§ Passage for review

· · · · ·

Personal information
- Full name: William Gibb Clark
- Date of birth: 3 March 1878
- Place of birth: Mauchline, Scotland
- Date of death: 1949 (aged 70–71)
- Place of death: Tunbridge Wells, England
- Position(s): Outside-right

Senior career*
- Years: Team / Apps / (Gls)
- –1896: Kelburn
- 1896–1897: Crown Athletic
- 1897–1900: Third Lanark / 0 / (0)
- 1898–1899: → Arthurlie
- 1899–1900: → East Stirlingshire
- 1900–1901: Bristol Rovers / 20 / (3)
- 1901–1905: Aston Villa / 41 / (5)
- 1905–1909: Bradford City / 92 / (15)
- 1909–1911: Lincoln City / 35 / (1)
- 1911–1912: Croydon Common
- Total:  / 188 / (24)

International career
- 1897: Scotland Juniors / 1 / (0)

= Willie Clarke (footballer) =

Scottish footballer

William Gibb Clarke (3 March 1878 – 1949) was a Scottish professional footballer who played as a winger. Clarke was the first Black professional footballer to score in the English Football League, while playing for Aston Villa in December 1901. He was also the second Black player to represent Scotland, after Andrew Watson, by playing for the Scotland juniors side in 1897.

==Early life, ancestry and early career==
Born in Mauchline, East Ayrshire to Alexander and Jemima Clark in 1878, his father was born in Georgetown, Demerara, British Guiana. Born William Clark, he would be referred to as Willie Clarke after he moved to England later in his life. Records show that his grandfather Duncan Clark worked as a wood cutter and married a local woman named Cecilia Hutton, with their son Alexander being sent back to Scotland to boarding school. Clarke's family moved to Glasgow in the 1890s when his father found work as an engine fitter. In early 1900 William was listed as an upholsterer in Glasgow's Cathcart Street.

==Club career==
===Scotland===
Clarke played for junior clubs Kelburn and Crown Athletic before Scottish Football League side Third Lanark signed him in 1897, some sources also suggest he played for Govan side Benburb. He did not break into the first team there and was registered to non-League sides Arthurlie and East Stirlingshire between 1898 and 1900 while Third Lanark continued to hold his league registration.

· · · · ·

Stored data entries
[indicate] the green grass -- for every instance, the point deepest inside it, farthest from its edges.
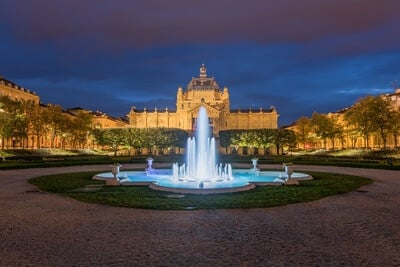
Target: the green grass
(323, 185)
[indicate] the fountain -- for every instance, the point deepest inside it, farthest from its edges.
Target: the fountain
(201, 163)
(201, 174)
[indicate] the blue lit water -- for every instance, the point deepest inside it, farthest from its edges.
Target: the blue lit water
(163, 177)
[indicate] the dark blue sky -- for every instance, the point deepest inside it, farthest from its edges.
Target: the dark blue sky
(299, 56)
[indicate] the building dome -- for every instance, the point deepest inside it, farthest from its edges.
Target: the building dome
(203, 82)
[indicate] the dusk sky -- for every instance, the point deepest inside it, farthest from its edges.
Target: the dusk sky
(299, 56)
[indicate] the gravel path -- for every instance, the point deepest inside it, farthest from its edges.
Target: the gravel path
(361, 228)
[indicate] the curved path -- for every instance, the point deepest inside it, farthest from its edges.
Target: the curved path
(361, 228)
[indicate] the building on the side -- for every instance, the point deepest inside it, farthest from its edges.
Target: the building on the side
(101, 120)
(16, 92)
(204, 91)
(351, 139)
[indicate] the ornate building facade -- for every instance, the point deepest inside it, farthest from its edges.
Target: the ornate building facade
(204, 91)
(16, 92)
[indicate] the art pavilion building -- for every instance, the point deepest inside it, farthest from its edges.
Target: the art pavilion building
(204, 91)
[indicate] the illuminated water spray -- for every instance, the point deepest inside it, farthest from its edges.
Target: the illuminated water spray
(201, 162)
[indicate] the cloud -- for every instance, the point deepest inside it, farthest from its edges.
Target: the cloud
(143, 23)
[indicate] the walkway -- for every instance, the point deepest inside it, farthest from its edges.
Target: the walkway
(361, 228)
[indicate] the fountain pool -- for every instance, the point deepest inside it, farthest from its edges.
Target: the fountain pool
(161, 179)
(201, 174)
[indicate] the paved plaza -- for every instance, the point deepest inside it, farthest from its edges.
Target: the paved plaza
(361, 228)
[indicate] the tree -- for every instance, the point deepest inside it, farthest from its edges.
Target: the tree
(282, 138)
(112, 137)
(13, 121)
(303, 130)
(324, 127)
(371, 114)
(81, 125)
(54, 120)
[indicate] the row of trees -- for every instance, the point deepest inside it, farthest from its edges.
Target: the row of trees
(258, 138)
(371, 115)
(165, 138)
(139, 138)
(20, 120)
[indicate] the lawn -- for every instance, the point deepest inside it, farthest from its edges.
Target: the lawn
(323, 185)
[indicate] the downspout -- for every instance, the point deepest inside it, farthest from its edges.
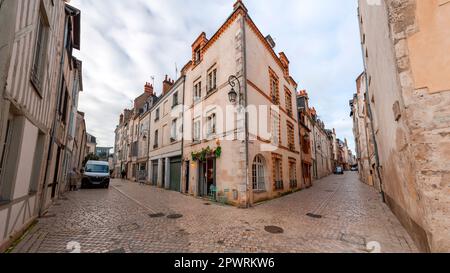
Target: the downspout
(244, 44)
(182, 132)
(52, 139)
(369, 108)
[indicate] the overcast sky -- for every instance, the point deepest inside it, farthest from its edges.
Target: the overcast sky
(125, 43)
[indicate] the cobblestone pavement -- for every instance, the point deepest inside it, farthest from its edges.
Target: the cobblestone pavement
(122, 219)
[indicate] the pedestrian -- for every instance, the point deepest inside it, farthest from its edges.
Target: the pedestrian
(74, 176)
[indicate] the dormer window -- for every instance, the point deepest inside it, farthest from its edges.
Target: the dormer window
(197, 55)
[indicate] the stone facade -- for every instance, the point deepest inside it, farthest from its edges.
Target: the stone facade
(363, 132)
(237, 158)
(409, 94)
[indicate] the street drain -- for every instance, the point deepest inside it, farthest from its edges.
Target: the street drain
(157, 215)
(312, 215)
(174, 216)
(128, 227)
(116, 251)
(274, 229)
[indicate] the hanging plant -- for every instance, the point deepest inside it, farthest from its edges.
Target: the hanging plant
(205, 153)
(218, 152)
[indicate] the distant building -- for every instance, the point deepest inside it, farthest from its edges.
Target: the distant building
(103, 152)
(91, 144)
(405, 45)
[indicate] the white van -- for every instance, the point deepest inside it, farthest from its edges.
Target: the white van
(96, 173)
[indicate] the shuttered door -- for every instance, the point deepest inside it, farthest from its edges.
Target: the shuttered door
(175, 174)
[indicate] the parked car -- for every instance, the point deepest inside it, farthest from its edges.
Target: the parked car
(339, 170)
(96, 173)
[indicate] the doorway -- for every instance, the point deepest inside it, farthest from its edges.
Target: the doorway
(207, 177)
(55, 176)
(175, 174)
(187, 176)
(154, 181)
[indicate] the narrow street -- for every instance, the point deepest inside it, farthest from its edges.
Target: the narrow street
(125, 219)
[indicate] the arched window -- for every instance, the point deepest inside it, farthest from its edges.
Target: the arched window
(259, 174)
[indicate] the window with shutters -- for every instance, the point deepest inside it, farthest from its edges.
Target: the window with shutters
(289, 102)
(173, 131)
(293, 174)
(37, 70)
(212, 81)
(275, 128)
(156, 140)
(197, 131)
(197, 91)
(259, 173)
(291, 136)
(278, 172)
(212, 124)
(157, 114)
(274, 88)
(5, 149)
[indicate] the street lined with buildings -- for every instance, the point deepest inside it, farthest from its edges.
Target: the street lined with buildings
(229, 156)
(126, 219)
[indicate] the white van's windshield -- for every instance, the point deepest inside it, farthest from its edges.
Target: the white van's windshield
(92, 168)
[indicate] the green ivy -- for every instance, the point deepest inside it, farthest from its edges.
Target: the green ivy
(204, 153)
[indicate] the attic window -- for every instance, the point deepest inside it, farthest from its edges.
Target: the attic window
(197, 55)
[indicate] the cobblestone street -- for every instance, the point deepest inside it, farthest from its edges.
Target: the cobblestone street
(124, 219)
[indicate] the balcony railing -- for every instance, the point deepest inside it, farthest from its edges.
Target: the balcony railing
(293, 184)
(279, 185)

· · · · ·

§ Tasks to perform
1) Turn the paragraph of the footballer's biography beginning "Clarke played for junior clubs" into a short bulleted list that keeps its main facts.
2) Answer these questions using the footballer's biography:
(a) Which club was Clarke playing for when he became the first Black professional footballer to score in the English Football League?
(b) What job did Clarke's father find after the family moved to Glasgow?
(c) In what place was Clarke's father born?
3) Continue the footballer's biography from its final sentence.

§ Task-by-task outputs
1)
- Clarke played for the junior clubs Kelburn and Crown Athletic. Some sources say he also played for the Govan side Benburb.
- Third Lanark of the Scottish Football League signed him in 1897.
- He did not break into Third Lanark's first team.
- Between 1898 and 1900 he was registered to the non-League sides Arthurlie and East Stirlingshire.
- During that time Third Lanark still held his league registration.

2)
(a) Aston Villa
(b) Engine fitter
(c) Georgetown, Demerara, British Guiana

3)
===England===
Clarke attracted interest of a Southern Football League side in 1899 but ultimately signed for East Stirlingshire instead. The following year he did move to the Southern League, joining Bristol Rovers. In over a decade in the Southern Football League and Football League Divisions One and Two, Clarke played for Bristol Rovers, Aston Villa, Bradford City, and Lincoln City. He later played for Croydon Common before retirement in 1912.

In 1901, while playing for Aston Villa, Clarke became the first non-white player to score in the English First Division.

==International career==
Clarke was called up to the Scotland juniors side in 1897. He played against Ireland in Belfast on 27 March 1897 and contributed to a 3–1 win.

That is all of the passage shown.